* SOURCE DOCUMENT
Support services to business entities (other than those discussed earlier)
11. The last category of Government services liable to tax are support services to business entities. The meaning of these terms are elucidated in later discussion.
(a)  Business entity The 'business entity' is defined in section 65B(17) as follows:

 '(17) "business entity" means any person ordinarily carrying out any activity relating to industry, commerce or any other business or profession'

 Business entity is a person who ordinarily carries out activity for profit. However, if any person carries out any activity as a hobby or pleasure or pastime, the person cannot be considered as 'business entity'.
(b)   Support service The word 'support service' is defined in section 65B(49) as follows:

  '(49) "support services" means infrastructural, operational, administrative, logistic, marketing or any other support of any kind comprising functions that entities carryout in ordinary course of operations themselves but may obtain as services by outsourcing from others for any reason whatsoever and shall include advertisement and promotion, construction or works contract, renting of immovable property, security, testing and analysis.'
This definition encompasses following categories of service namely:
(i)  Infrastructural
(ii)  Operational, administrative, logistic, marketing or other support functions
(iii)  Advertisement & Promotion, Construction or Works Contract, renting of immovable property, security, testing and analysis.
11.1 Payment of tax in respect of support services - Entity No. 6 in Notification No. 30/2012-ST, dated 20-6-2012 is in respect of services provided by way of support services by Government or Local authorities to business entity.
Valuation of services provided by Government/Local authorities
12. Valuation is an integral part for levy of service tax. Service is, generally payable, on the amounts billed at the prescribed rate. It is also required to be paid on reimbursements unless the reimbursement satisfies the specified conditions in the valuation Rules. Thus, valuation is an important aspect in determining the base on which service tax is to be levied. For considering valuation aspects, reference is necessary to section 67 and Service tax (Determination of Value) Rules, 2006 ('Valuation Rules' for short).
The valuation provisions also need consideration in two Parts namely, position (i) prior to April 18, 2006 and (ii) w.e.f. April 18, 2006. Prior to April 18, 2006, tax was levied on the 'gross amount' charged by the service provider. As a corollary, consideration received in money was the sole basis to determine the value of taxable service. In cases where the service provider received any part of the consideration in non-monetary form or by way of reimbursement, such items did not figure in the invoice raised, thereby depressing the real value of taxable service.
To correct the lacunae, a new section 67 was substituted for then existing section 67 by the Finance Act, 2006 to take care, inter alia, of the situations where any part of the consideration for services rendered or to be rendered was not received in money form. By this amendment, all previous circulars on valuations were withdrawn. Finance Act, 2012 has further increased the essence of the Valuation Rules. This is because the definition of 'service' has been introduced in section 66B(44) of the Act and this definition of 'service' lays emphasis on the term ' consideration'.

* DATASET EXCERPTS
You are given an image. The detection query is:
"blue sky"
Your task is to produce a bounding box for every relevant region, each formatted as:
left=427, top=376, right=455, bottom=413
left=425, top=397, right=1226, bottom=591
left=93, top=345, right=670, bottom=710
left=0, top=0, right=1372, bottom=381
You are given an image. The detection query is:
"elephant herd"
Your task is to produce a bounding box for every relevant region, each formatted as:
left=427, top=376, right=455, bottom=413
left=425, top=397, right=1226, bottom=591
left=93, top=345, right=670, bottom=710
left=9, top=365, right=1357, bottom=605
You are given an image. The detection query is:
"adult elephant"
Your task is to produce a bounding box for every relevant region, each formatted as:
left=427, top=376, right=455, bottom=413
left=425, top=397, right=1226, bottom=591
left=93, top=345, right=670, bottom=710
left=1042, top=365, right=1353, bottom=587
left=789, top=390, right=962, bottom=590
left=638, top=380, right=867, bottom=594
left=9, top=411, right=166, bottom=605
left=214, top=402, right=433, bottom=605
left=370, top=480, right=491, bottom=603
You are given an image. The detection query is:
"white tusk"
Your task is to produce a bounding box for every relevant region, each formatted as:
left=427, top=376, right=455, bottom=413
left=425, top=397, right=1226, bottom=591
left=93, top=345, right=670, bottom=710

* WHAT TO WORK ON
Continue the passage on service tax for Government support services and its valuation rules, starting after its last sentence.

* RESULT
According to section 67 read with rule 3 of the Valuation Rules the value of taxable service in different situations shall be as under:
S. No. SituationValue of taxable service
(i)In a case where the provision of service is for a consideration in money The gross amount charged by the service provider for such service provided or to be provided by them.
(ii)In a case where the provision of service is for a consideration not wholly or partly consisting of money The value shall be such amount in money with the addition of service tax charged, is equivalent to the consideration.
(iii)In a case where the provision of service is for a consideration which is not ascertainable. According to rule 3(a) of Valuation Rules, in this case the value of taxable service shall be equivalent to the gross amount charged by the service provider to provide similar service to any other person in the ordinary course of trade and the gross amount charged is the sole consideration.


According to rule 3(b) of Valuation Rules, the service provider shall determine the equivalent money value of such consideration which shall, in no case be less than the cost of provision of such taxable service.
12.1 Other provisions (new) in section 67 - These are:
"(i)  Where the gross amount charged by a service provider, for the service provided or to be provided is inclusive of service tax payable, the value of such taxable service shall be such amount as, with the addition of tax payable, is equal to the gross amount charged.
(ii)   The gross amount charged for the taxable service shall include any amount received towards the taxable service before, during or after the provision of such service.
(iii)  Subject to the provisions of sub-sections (1), (2) and (3), the value shall be determined in such manner as may be prescribed.

  Explanation - For the purposes of this section,—
(a)  "consideration" includes any amount that is payable for the taxable services provided or to be provided;
(b)** ****
(c)  "gross amount charged" includes payment by cheque, credit card deduction from account and any form of payment by issue of credit notes or debit notes and book adjustment, and any amount credited or debited, as the case may be, to any account, whether called "suspense account" or by any other name, in the books of account of a person liable to pay service tax, where the transaction of taxable service is with any associated enterprise".
12.2 General aspects in the exercise for determination of value - The foregoing discussion shows that in the exercise relating to valuation, the following aspects will need consideration:
(i)  Service tax is to be imposed on the value of services rendered i.e. on consideration which can be in money form or in kind. Tax is payable on only the value of taxable service and not on the entire value of any contract.
(ii)   When consideration is not ascertainable, it has to be worked out on the basis of section 67(1)(iii) and Rules.
(iii)  Amount charged which does not relate to services rendered has to be excluded.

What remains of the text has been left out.